### Text
────────────────────────────────────────
Problem Nummer 1: übereifrige Planer

Schwellen und sonstige Fahrbahnerhöhungen in allen möglichen Formen, Strassenverengungen, versetzte Parkplätze, Blumentröge, Strassen, die Trottoir-ähnlich über Querverbindungen geführt werden, und und und: Nach 30 Jahren grüner Politik gibt es fast mehr Verkehrsberuhigungsmassnahmen als nach 125 Jahren Automobilgeschichte technische Kniffe, um die Karren schnell zu machen. Gezielt eingesetzt, sorgen die kleinen Bauwerke tatsächlich für die erwünschte Temporeduktion. Und damit für mehr Sicherheit und mehr Lebensqualität. All die wild versetzten Parkplätze, die fiesen Erhöhungen und die dominanten Blumentröge, die nur schon für das Auge eine Beleidigung sind und zu allem Überfluss manchmal direkt bei Kurven und Verkehrsverengungen stehen, erhöhen dagegen eher noch die Gefahr.
Das sieht auch Christoph Merkli, Geschäftsführer Pro Velo Schweiz, so: «In Sachen Verkehrsberuhigung gibt es einen beträchtlichen Wildwuchs. Das macht die Strassen unsicherer.» Und David Venetz vom Touring Club der Schweiz sagt: «Viel zu wenig wird auf die Sichtweite geachtet, die zum Beispiel nötig wäre, damit die Autofahrer die Fussgänger frühzeitig erkennen können.» Leider lassen sich die übereifrigen Planer aber auch durch diese einzigartige Einmütigkeit von Auto- und Velolobby nicht bremsen.
────────────────────────────────────────
### Aufgabe 1
Nenne alle Maßnahmen, die der Text über Verkehrsberuhigung im Satz mit „Schwellen und sonstige Fahrbahnerhöhungen“ vor dem Doppelpunkt aufzählt.
### Aufgabe 2
Fahre mit dem Text über Verkehrsberuhigung fort und schließe an seinen letzten Satz an.

### Bereitgestelltes Material
────────────────────────────────────────
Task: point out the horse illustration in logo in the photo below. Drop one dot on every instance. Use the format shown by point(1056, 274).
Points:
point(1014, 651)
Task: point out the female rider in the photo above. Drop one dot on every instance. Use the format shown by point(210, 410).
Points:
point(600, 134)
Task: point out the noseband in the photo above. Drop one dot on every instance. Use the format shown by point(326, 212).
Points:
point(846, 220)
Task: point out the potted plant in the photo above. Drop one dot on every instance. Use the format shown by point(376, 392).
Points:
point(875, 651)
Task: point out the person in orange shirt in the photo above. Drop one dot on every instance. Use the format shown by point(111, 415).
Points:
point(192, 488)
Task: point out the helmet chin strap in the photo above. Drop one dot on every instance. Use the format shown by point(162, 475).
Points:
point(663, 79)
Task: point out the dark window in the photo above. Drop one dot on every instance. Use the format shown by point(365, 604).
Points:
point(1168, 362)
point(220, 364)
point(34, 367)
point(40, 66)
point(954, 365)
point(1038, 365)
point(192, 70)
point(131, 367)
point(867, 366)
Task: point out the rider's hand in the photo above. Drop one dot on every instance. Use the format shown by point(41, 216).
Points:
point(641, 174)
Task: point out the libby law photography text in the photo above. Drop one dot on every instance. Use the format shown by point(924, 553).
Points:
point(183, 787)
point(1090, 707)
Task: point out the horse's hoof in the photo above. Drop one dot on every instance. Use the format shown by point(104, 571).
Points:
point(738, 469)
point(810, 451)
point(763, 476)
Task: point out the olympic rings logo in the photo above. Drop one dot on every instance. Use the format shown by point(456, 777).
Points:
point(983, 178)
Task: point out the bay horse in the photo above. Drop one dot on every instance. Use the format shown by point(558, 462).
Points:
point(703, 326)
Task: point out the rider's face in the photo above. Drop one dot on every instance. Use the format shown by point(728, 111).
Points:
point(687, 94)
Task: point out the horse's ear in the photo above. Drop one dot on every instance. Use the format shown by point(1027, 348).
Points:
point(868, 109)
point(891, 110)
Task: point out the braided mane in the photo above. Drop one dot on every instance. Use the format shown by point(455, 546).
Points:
────────────────────────────────────────
### Antwort 1
Schwellen, sonstige Fahrbahnerhöhungen in allen möglichen Formen, Strassenverengungen, versetzte Parkplätze, Blumentröge, Strassen, die Trottoir-ähnlich über Querverbindungen geführt werden

### Antwort 2
Problem Nummer 2: übermotivierte Politiker

Zuerst ist die flächendeckende Einführung von Tempo 30 während der ganzen Nacht in Zürich zum Thema geworden. Nun zieht Basel nach. Einen entsprechenden Vorstoss hat der Grosse Rat vor Kurzem an die Regierung überwiesen. Von der Umsetzung erhofft sich die rot-grüne Mehrheit eine Dämpfung des Verkehrslärms insbesondere auf den grossen Verkehrsachsen.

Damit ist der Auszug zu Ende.